● **Exercise goal**: Your answer should be the lines below from the one with "Identify any visible nike swoosh logo." to the one with "Identify any visible packers g logo on cap.", both included, given again exactly and with nothing added.
--- Extracted entries ---
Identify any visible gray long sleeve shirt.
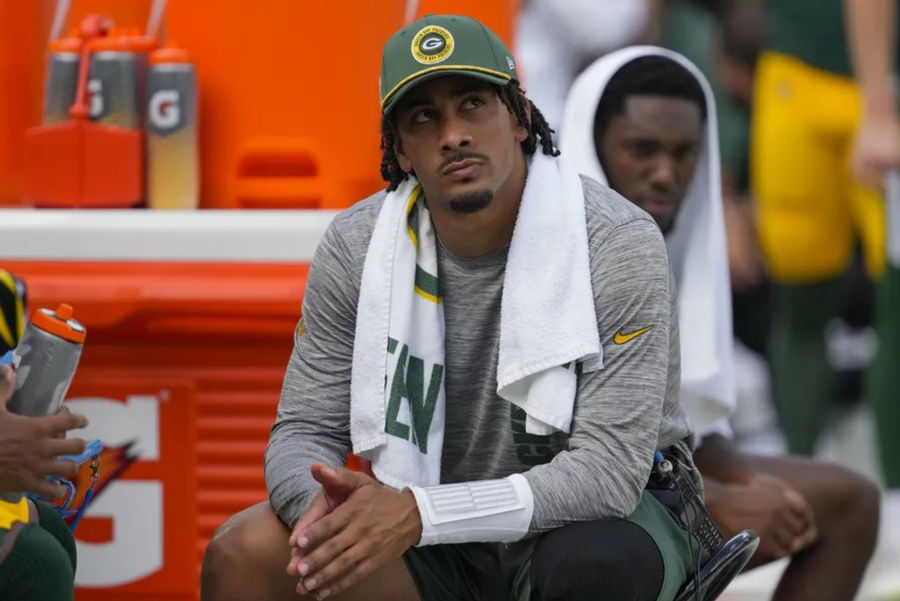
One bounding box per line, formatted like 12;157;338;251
265;176;696;535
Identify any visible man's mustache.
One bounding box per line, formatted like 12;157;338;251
439;151;489;173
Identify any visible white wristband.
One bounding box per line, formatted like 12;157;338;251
410;473;534;546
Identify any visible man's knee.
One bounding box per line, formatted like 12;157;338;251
817;464;880;541
202;511;249;599
0;523;75;601
31;500;77;572
202;502;289;601
759;456;881;548
531;520;663;601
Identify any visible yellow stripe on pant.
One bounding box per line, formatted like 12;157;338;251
0;498;30;530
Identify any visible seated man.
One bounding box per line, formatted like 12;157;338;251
0;362;88;601
203;14;705;601
561;48;880;601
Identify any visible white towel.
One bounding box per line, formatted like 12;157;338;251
559;46;736;438
351;152;601;489
496;152;603;435
351;180;447;489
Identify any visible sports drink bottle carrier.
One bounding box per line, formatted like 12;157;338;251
22;1;169;207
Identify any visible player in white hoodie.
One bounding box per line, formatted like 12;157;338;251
561;47;880;601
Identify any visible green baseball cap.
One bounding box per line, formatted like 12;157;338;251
380;14;519;114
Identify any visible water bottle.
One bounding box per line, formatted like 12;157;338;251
1;304;86;504
147;44;199;209
8;303;86;417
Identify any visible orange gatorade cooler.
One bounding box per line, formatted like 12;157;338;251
146;45;198;209
0;208;336;599
43;36;83;124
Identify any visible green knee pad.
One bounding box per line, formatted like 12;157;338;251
33;501;77;572
0;523;75;601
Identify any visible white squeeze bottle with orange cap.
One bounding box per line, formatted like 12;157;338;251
8;303;86;417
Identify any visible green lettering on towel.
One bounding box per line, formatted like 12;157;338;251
385;337;444;454
385;340;410;441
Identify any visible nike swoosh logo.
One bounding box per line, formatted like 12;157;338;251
613;325;654;344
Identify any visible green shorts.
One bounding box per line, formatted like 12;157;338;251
403;490;699;601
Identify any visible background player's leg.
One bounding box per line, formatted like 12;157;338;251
201;502;420;601
852;180;900;490
768;280;842;454
747;454;879;601
867;264;900;566
846;140;900;492
752;53;857;455
869;265;900;488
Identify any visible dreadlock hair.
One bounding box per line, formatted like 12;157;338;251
593;56;707;147
379;80;559;191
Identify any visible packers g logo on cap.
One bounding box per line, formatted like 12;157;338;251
411;25;454;64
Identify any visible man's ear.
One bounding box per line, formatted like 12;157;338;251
394;135;413;173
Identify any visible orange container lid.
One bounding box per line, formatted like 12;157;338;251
107;27;158;52
88;35;133;52
126;35;158;53
150;45;191;64
90;34;158;53
48;37;82;53
30;303;86;343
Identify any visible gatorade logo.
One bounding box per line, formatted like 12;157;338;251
65;395;163;587
88;79;104;118
149;90;181;130
411;25;454;64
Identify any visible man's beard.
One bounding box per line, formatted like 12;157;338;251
448;189;493;213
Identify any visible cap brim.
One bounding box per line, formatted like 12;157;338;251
381;66;512;114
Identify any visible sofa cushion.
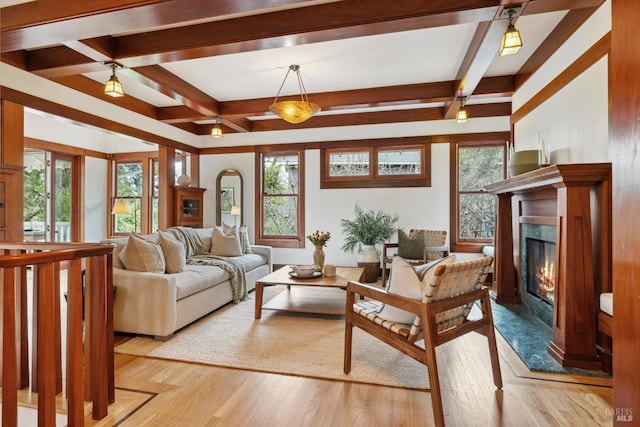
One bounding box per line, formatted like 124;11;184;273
158;231;186;273
101;236;129;269
174;265;230;300
119;233;166;273
224;253;267;272
211;225;243;256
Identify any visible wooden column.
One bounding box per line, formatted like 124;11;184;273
611;0;640;421
158;146;176;229
492;192;519;303
547;184;599;369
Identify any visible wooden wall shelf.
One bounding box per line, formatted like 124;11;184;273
484;163;612;369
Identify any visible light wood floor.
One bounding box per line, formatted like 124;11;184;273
46;329;608;427
14;274;613;426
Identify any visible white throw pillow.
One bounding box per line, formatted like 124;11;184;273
158;231;186;273
210;225;243;256
119;233;166;273
377;255;456;324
---
● **Task answer**:
Identify any visible nike swoosh logo.
One bounding box per line, formatted like 12;157;338;251
613;325;654;344
Identify any visible green shorts.
One bounding box per line, formatted like 12;157;338;251
403;490;699;601
Identify any visible background player's leg.
One bounding box per line, formatted like 12;157;338;251
201;502;420;601
852;180;900;490
768;280;842;454
747;454;879;601
867;264;900;566
846;140;900;492
752;53;857;455
869;265;900;488
Identify any visible dreadlock hair.
One bounding box per line, formatted like 12;157;338;251
593;56;707;147
379;80;559;191
Identify any visible packers g logo on cap.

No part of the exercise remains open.